Automating loading micropython code to the BBC micro:bit in Linux

Introduction

When I edit micropython for a microbit project, I want the code to automagically load onto the microbit each time that I save the code. Then I want to see any messages from the microbit displayed. I worked out a toolchain that does this under Linux.

I summarise the toolchain in the next section, then go through each step in more detail.

For the examples in this post, I am editing a file called 'feeder.py'.

Toolchain

Use your favourite editor for creating your code with. The toolchain to load the code to the microbit kicks off when you save the file.

There are four tools needed to automate the process.

  • A script to locate and mount the microbit. I wrote a blog post about this script here.
  • The uflash utility to write the micropython file to the microbit.
  • screen terminal to display messages from the microbit
  • inotifywait command to monitor the micropython file being edited

uflash

Use pip to install this. Details are in the link given earlier in this post. To load a_file.py to an attached microbit, simply type:

uflash a_file.py

Using virtual environments makes my life easier, so I use one for my microbit programming. There are plenty of blog posts detailing how to set up and use these.

script to attach a microbit

I wrote a blog post on how to create a script that automatically locates and mounts a microbit here. This script is aliased to mm and md in my .bashrc file to mount a microbit and dismount a microbit.

screen

screen is built in to most Linux distros, so I use it here. This connects to the port that is in use by the microbit and displays any output from the microbit.

You need to know what port your microbit is attached to though. On my laptop this is often /dev/ttyACM3, which I use in the example below.

I present a script in the next section to automatically find the port that the microbit is connected to and fire up a screen connection using this.

To fire up the connection manually, if you know the port (in this example /dev/ttyACM3) use:

screen /dev/ttyACM3 115200

Remember to kill screen without leaving it running in the background by using:

control-a k

One potential problem with screen, is that it is easy to 'detach' from screen instead of ending the process, which leaves an instance of screen running invisibly which is attached to the same port as the microbit. When you come to try and run screen or connect to the microbit again, you will see an error like the one below:

can't open device "/dev/ttyACM3" 

To find and kill the errant screen instance:

lsof | grep /dev/ttyACM3

If you get something like:

screen  8610  elm    5u   CHR  166,3      0t0 5599015 /dev/ttyACM3

You still have a screen instance attached to the port. The PID is the second value in the list, in this case 8610. Kill it using e.g.

kill 8610

One way to prevent this potential problem is to replace screen with another terminal display tool such as gtkterm.

script to automate finding and connecting to the microbit

The python3 script below automates finding a connected microbit. The script starts a screen session on the port that the microbit is connected to.

'''
Find pyboard or microbit and open a terminal.
Created on 4 Nov 2015.
From http://wdi.supelec.fr/boulanger/MicroPython/
Usage: find_device [device]
Calls screen on "device". If device is not given, looks for /dev/ttyACM* devices
then /dev/tty.usbmodem* devices (for MacOS).

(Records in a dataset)
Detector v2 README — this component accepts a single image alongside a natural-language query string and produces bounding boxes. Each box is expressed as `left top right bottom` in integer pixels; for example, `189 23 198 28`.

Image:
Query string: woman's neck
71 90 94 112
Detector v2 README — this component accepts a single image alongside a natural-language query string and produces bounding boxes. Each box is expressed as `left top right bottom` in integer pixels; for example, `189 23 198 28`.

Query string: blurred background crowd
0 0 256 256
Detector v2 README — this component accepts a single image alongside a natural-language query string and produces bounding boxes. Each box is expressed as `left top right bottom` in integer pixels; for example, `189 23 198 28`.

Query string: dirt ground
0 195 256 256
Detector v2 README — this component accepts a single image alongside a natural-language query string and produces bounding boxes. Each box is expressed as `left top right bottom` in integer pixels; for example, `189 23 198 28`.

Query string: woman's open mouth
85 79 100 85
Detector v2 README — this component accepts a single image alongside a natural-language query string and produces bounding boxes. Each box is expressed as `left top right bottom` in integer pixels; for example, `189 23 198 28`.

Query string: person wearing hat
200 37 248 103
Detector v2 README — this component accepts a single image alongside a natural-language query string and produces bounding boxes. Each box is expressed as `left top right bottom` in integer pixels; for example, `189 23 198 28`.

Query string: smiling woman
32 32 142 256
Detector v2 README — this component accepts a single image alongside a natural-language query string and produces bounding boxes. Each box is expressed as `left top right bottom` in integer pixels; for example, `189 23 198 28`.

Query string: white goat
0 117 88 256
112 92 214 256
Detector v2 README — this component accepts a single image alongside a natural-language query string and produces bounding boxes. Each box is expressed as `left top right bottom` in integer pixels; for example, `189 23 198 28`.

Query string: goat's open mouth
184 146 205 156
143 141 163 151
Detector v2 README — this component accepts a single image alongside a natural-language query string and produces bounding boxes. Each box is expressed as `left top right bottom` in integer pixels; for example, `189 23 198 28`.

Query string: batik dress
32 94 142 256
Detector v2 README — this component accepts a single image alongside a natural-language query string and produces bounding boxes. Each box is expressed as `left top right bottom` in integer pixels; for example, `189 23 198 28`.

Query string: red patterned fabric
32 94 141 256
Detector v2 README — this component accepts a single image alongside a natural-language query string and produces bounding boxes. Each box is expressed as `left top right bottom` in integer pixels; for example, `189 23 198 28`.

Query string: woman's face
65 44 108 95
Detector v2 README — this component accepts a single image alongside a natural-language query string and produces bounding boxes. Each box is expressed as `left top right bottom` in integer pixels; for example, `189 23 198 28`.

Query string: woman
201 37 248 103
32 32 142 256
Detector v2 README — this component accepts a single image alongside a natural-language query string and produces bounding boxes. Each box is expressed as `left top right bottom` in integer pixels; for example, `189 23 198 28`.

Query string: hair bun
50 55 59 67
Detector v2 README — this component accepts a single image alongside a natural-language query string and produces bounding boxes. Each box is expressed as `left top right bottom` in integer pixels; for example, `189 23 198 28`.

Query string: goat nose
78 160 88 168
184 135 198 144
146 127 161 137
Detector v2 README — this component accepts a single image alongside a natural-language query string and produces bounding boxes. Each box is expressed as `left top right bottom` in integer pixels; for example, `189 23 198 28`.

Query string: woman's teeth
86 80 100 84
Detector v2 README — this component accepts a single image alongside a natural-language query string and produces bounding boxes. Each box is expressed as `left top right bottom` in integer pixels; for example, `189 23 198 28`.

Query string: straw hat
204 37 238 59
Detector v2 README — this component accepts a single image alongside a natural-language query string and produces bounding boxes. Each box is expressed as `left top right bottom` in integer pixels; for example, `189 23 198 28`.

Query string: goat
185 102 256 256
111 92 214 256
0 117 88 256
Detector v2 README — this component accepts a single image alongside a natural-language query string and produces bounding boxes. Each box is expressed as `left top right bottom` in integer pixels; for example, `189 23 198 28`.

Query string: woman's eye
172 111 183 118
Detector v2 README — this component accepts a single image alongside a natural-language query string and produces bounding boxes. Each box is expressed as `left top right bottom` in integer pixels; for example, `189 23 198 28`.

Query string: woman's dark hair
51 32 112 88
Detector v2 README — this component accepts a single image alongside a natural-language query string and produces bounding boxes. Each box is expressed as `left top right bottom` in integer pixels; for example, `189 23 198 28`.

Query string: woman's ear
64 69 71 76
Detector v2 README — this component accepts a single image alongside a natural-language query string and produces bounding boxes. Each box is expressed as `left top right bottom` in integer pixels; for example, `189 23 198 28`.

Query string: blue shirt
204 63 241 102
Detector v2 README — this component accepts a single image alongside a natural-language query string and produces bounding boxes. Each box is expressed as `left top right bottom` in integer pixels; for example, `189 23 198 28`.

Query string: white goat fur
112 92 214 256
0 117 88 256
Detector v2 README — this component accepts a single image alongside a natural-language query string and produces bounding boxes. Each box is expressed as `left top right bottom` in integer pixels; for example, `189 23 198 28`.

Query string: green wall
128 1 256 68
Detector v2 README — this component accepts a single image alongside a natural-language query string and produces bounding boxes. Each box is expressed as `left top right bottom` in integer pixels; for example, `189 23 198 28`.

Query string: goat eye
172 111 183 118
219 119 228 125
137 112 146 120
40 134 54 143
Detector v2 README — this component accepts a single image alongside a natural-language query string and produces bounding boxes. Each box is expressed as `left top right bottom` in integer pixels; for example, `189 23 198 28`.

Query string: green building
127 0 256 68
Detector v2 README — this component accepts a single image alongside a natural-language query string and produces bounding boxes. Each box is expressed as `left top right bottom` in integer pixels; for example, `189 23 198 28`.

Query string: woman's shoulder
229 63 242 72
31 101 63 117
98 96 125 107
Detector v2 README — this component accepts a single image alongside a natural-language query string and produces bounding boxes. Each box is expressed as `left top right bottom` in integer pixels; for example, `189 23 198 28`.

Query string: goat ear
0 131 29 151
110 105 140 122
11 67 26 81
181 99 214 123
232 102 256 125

## TASKS FOR THIS EXERCISE
A. Write out the rows of the dataset again, starting at the first row and ending at the line that contains "0 0 256 256", with 85 added to every box coordinate in the answers. Keep the request lines unchanged.
B. Continue the post on auto-loading micropython code onto the micro:bit under Linux from the point where it stops.

## ANSWERS BELOW
A.
Detector v2 README — this component accepts a single image alongside a natural-language query string and produces bounding boxes. Each box is expressed as `left top right bottom` in integer pixels; for example, `189 23 198 28`.

Image:
Query string: woman's neck
156 175 179 197
Detector v2 README — this component accepts a single image alongside a natural-language query string and produces bounding boxes. Each box is expressed as `left top right bottom` in integer pixels; for example, `189 23 198 28`.

Query string: blurred background crowd
85 85 341 341

B.
'''
#!/usr/bin/python
import sys
import os
import fnmatch

BAUD = 115200

def main():
    if len(sys.argv) > 1:
        ttymodems = [sys.argv[1]]
    else:
        ttymodems = fnmatch.filter(os.listdir('/dev'), 'ttyACM*')
        if len(ttymodems) == 0:
            ttymodems = fnmatch.filter(os.listdir('/dev'), 'tty.usbmodem*')
        if len(ttymodems) == 0:
            print('Error: no pyboard found.')
            sys.exit(1)
        ttymodems[0] = '/dev/' + ttymodems[0]
        print('connection at: {}'.format(ttymodems[0]))
    os.system('screen '+ttymodems[0] + ' {}'.format(BAUD))

if __name__ == "__main__":
    main()

inotifywait

inotifywait is a command line tool that can be configured to watch a file for a change, then trigger an action. Here we use it to watch for a change in the micropython file being edited. When this file is saved, inotifywait mounts the microbit and flashes the file to it.

If infotifywait is not already installed, then you need to install inotify-tools.

The command to watch a file called feeder.py for a change, then run the alias mm (to mount the microbit) and to flash the file to the microbit is:

while inotifywait -e modify feeder.py ; do mm && uflash feeder.py ; done

I would have formatted the above line as the other code in this post but found that the syntax highlighter plug-in refuses to show the ampersand symbol correctly.

notes

Some editors have the 'feature' of 'kind of' saving the file you are editing while you are editing it. This creates a new timestamp for the file and activates inotifywait without your saving the file. mu is one of these editors. In this case, I do not use inotify and run the following command from the command line each time I want to flash the updated file. In this example the updated file is called feeder.py:

mm && uflash feeder.py

but why not use a Makefile

Makefiles are typically used to build programming projects, detailing the dependencies of each component. The file is run when 'make' is typed on the command line.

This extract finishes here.